Point labeling items
——

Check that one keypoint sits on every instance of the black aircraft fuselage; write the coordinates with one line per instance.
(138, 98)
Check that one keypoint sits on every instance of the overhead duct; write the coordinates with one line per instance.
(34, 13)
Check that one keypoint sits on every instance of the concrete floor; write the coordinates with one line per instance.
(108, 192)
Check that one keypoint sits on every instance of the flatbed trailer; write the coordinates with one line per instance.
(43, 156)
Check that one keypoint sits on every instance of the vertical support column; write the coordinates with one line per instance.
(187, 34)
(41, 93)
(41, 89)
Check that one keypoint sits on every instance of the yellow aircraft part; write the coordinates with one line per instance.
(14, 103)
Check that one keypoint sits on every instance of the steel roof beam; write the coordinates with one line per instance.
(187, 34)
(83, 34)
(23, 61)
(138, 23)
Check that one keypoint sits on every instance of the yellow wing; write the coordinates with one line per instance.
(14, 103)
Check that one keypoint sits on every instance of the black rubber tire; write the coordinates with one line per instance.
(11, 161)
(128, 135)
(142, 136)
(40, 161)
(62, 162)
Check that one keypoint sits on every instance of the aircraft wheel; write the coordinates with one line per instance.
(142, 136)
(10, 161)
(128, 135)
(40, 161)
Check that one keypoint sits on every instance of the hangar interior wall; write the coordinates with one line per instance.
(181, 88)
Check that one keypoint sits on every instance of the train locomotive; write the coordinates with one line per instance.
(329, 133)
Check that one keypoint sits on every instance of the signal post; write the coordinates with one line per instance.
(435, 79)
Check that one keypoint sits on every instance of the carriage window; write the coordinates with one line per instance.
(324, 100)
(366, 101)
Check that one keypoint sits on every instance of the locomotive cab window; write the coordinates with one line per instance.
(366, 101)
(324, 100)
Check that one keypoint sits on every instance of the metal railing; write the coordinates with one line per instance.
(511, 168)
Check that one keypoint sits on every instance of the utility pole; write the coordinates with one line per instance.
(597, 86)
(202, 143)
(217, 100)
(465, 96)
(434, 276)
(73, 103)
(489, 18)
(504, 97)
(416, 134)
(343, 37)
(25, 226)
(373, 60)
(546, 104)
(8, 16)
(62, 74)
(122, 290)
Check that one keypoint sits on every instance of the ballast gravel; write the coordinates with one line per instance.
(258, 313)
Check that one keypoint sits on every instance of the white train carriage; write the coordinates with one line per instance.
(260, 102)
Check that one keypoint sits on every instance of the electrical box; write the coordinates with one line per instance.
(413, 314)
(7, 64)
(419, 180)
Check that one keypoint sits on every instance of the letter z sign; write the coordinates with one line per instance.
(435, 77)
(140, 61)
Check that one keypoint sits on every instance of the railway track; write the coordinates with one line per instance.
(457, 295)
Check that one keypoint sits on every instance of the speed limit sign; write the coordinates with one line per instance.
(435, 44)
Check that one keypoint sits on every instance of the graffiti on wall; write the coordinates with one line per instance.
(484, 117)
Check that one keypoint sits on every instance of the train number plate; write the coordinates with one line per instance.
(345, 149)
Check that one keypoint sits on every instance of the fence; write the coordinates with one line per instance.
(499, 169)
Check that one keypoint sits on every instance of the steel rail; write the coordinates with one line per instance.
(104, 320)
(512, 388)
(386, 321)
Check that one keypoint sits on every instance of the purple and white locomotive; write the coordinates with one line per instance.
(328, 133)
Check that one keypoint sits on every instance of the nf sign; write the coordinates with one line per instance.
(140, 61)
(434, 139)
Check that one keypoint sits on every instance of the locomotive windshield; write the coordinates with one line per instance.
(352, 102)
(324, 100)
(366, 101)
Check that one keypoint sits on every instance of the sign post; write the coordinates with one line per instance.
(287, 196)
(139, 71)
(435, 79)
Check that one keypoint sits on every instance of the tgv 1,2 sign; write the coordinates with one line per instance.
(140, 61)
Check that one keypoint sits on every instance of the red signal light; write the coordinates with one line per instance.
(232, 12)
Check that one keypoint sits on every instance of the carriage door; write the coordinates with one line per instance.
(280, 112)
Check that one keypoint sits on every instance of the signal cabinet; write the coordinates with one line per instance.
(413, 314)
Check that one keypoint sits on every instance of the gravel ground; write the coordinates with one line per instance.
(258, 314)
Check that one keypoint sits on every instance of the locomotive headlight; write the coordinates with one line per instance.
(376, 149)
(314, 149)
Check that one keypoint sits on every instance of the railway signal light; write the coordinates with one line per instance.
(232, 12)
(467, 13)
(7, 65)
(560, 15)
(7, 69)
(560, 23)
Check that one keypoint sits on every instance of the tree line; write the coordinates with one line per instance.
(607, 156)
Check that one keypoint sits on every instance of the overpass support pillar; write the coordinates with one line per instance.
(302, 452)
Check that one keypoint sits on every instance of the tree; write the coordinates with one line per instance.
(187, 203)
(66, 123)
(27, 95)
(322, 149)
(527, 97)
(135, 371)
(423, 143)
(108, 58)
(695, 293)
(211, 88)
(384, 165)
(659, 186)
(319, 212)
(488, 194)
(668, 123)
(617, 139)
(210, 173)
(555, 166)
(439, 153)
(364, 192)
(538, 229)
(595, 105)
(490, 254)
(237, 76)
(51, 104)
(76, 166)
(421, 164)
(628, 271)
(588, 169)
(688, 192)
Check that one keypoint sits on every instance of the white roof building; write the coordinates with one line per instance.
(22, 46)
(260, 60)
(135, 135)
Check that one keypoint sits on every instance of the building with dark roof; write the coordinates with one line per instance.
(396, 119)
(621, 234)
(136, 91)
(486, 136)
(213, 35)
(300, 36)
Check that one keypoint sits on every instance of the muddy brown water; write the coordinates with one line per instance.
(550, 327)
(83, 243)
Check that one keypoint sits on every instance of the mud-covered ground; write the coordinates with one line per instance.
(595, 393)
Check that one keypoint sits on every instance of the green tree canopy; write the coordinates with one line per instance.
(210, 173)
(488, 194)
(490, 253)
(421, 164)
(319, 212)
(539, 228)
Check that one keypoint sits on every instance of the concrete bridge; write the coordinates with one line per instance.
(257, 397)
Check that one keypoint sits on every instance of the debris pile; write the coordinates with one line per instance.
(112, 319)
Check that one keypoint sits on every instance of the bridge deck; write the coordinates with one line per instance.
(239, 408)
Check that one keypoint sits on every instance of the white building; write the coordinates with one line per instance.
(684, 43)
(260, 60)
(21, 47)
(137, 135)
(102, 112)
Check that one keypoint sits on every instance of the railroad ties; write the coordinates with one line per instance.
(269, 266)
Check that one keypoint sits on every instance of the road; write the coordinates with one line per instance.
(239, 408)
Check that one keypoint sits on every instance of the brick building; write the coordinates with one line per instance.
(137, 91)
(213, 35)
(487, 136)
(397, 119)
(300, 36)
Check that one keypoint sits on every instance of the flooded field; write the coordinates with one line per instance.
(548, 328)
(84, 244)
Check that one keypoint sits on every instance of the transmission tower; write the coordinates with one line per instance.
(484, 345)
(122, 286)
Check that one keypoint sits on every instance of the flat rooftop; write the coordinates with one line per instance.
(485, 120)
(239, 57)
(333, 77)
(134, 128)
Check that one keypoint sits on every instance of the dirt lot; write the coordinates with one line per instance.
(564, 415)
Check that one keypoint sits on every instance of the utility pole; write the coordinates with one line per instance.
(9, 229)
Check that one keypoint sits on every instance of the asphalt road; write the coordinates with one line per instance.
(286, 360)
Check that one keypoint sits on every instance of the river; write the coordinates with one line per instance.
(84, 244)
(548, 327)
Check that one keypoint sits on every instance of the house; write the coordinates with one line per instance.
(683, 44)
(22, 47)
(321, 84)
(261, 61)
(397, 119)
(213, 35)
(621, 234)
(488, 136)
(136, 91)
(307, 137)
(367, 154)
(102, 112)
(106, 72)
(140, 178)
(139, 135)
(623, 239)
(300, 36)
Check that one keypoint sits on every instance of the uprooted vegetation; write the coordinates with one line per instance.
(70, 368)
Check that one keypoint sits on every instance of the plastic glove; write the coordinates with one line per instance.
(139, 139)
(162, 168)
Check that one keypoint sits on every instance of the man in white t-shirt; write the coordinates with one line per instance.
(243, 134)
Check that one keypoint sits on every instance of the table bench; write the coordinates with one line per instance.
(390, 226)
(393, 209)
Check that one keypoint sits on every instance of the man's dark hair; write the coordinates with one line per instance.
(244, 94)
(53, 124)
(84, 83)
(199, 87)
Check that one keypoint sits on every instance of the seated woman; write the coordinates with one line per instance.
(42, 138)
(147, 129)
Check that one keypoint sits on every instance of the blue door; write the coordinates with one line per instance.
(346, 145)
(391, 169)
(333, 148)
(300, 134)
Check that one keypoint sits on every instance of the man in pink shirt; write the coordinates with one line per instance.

——

Goal
Could you rewrite every line, in full, from the line with "the flat rooftop;" up to and including the last line of the items, shifting each coordinate by -33?

Exercise response
Check that one keypoint sits on every instance of the flat rooftop; write the coordinates with one line per instance.
(452, 87)
(206, 24)
(300, 44)
(101, 95)
Check that one keypoint sits on every instance of the dirt lot; write the coordinates with one line per instance.
(531, 382)
Check that one keypoint sits on every instance of the utility pole; write the coordinates with one line per instance.
(-24, 196)
Check that one keypoint sits on every instance of the asphalt road; write the coordinates with one line per instance.
(253, 327)
Check that one keypoint sits on every instance of the river; write the coordinates with one line per instance.
(51, 211)
(515, 294)
Check that one keypoint sits on every instance of the house; write the coordinates with one line per instance.
(650, 11)
(-11, 14)
(288, 51)
(228, 28)
(364, 86)
(180, 2)
(588, 201)
(455, 103)
(103, 58)
(274, 104)
(334, 121)
(69, 79)
(73, 39)
(107, 145)
(106, 102)
(590, 206)
(267, 3)
Check that one keypoint sits on every instance of the uprooted vegetation; write the coordinates with one line per instance.
(37, 335)
Check that one keypoint sits on every instance of the plastic glove; write the coordinates with one line per instance.
(106, 106)
(129, 135)
Check that one keypoint sits on every instance of the man in white t-shirt; write the coordinates with one line per instance.
(210, 101)
Check that one keypoint sits on every instance of the table bench; write the coordinates with one line per instance.
(357, 193)
(360, 176)
Check that one keypoint sits on every instance of the man's dark hair; write the coordinates with one line per instance.
(211, 61)
(20, 91)
(51, 50)
(166, 54)
Check that one keypoint sits on every instance of the seated woman; write the coordinates with one line per instance.
(9, 105)
(114, 96)
Check that one keypoint sits on every instance of the blue door; write the coordinates with one line per instance.
(313, 112)
(358, 136)
(300, 115)
(267, 101)
Check that one keypoint sits on every instance of the man in pink shirt; write the coordinates with one line per instance.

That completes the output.